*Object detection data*

★ ★ ★

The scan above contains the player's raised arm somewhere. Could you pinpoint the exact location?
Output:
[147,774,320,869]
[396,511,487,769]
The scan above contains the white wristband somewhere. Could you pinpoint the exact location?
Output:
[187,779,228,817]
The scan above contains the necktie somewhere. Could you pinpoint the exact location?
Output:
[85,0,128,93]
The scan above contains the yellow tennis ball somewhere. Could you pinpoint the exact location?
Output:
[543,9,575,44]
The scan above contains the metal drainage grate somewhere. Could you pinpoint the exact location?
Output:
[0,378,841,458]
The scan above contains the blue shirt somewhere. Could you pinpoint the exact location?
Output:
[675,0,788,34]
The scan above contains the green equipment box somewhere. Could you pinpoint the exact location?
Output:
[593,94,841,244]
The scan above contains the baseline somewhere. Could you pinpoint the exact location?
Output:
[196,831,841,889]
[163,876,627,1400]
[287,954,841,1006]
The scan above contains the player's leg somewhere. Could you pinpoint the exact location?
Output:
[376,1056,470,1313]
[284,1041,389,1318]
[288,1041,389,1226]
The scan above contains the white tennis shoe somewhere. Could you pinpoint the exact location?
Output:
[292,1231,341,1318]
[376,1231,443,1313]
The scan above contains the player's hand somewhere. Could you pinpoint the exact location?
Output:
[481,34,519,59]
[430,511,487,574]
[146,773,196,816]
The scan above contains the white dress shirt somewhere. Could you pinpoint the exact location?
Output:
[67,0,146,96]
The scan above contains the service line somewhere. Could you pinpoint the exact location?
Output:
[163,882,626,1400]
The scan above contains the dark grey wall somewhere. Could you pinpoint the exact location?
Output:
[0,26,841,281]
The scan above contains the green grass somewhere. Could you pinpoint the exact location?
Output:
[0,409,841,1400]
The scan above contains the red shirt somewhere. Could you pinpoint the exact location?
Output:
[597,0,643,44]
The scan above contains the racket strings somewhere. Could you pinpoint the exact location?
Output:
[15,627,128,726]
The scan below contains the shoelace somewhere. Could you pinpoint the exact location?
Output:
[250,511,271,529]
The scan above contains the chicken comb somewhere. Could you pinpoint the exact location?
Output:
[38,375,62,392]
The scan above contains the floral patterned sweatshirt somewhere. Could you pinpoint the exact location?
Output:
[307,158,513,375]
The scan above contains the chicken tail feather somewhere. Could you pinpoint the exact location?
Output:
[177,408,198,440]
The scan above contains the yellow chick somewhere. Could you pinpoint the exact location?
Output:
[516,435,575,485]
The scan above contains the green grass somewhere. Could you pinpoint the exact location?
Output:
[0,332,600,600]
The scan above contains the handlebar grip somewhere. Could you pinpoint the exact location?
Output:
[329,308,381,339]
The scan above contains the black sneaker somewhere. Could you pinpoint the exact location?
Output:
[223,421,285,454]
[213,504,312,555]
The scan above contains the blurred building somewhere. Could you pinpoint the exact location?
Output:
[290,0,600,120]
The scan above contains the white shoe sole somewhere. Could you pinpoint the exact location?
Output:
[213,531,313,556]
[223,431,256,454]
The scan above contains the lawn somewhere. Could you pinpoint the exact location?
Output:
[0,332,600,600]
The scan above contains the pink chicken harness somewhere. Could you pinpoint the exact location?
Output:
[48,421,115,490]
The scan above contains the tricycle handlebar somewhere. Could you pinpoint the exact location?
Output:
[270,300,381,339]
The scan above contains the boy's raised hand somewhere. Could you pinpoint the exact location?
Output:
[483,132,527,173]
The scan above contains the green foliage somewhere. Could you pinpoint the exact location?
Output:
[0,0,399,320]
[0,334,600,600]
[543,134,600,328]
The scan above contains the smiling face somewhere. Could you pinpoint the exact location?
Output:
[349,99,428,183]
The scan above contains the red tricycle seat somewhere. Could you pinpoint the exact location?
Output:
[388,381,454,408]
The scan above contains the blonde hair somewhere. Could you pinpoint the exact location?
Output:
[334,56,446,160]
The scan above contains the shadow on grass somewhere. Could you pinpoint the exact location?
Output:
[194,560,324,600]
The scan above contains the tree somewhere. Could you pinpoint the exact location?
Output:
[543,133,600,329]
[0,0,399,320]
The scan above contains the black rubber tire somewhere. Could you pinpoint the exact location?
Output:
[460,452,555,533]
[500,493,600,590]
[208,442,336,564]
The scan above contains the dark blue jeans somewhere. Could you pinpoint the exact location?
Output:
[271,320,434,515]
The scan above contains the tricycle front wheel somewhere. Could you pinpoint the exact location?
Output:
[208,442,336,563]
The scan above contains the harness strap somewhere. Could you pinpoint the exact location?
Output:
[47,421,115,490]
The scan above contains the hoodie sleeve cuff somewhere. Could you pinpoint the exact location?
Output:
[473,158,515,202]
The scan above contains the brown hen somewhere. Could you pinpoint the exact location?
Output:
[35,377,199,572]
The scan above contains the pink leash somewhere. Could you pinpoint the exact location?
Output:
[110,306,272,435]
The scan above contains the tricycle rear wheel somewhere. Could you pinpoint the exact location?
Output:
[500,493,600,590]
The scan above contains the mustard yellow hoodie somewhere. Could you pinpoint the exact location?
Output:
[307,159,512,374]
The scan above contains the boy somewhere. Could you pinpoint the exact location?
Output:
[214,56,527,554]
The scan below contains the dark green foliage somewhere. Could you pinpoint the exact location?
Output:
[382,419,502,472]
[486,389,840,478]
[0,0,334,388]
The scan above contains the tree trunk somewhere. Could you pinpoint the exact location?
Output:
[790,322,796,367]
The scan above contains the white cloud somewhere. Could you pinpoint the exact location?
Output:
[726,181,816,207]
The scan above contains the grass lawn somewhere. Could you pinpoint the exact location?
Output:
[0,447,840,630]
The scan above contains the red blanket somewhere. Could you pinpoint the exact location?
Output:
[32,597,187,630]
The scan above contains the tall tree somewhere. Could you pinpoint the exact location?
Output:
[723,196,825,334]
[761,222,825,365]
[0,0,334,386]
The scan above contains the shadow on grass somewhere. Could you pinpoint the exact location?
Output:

★ ★ ★

*Task description*
Copy verbatim the stretch from the line containing "The scan above contains the harness" through the last line of the entries.

*Final result*
The scan above contains the harness strap somewhere. Could you pinpoint the exact location?
Output:
[47,421,115,490]
The scan above contains the hoodie sleeve cuff somewhere. Could you pinpoint the exact location?
Output:
[473,158,515,202]
The scan above contains the brown hen somewhere. Could you pinpoint the exact location?
Output:
[35,377,199,572]
The scan above contains the pink leash somewhere. Could you pinpoint the exact location?
Output:
[110,306,272,435]
The scan above contains the tricycle rear wheel somewhere. Could you pinpoint the exact location?
Output:
[500,493,600,590]
The scan above contains the mustard yellow hoodie somewhere. Could you pinpoint the exact location?
Output:
[307,159,512,374]
The scan above contains the boy somewhere. Could you pinpoint the exact location?
Output:
[214,56,527,554]
The scan below contains the dark green foliage somewhere. Could you pinpoint the exact location?
Output:
[382,419,502,472]
[486,389,840,478]
[0,0,334,388]
The scan above contains the tree trunk somewhere. Could you pinpoint the exact location?
Output:
[790,322,796,367]
The scan above contains the white cloud somewhere. Could you pinpoint the exact location?
Output:
[726,181,816,207]
The scan above contains the grass lawn somewhere. Could you pinpoint the exact location?
Output:
[0,447,840,630]
The scan above contains the red blanket somewhere. Could you pinpoint the exact location?
Output:
[32,597,187,630]
The scan above contains the tall tree somewhere. Could you pinpoint the exact location?
Output:
[723,196,825,334]
[761,222,825,365]
[0,0,334,386]
The scan above contains the shadow on grass somewhere. Could you pinpoint the exact location?
Output:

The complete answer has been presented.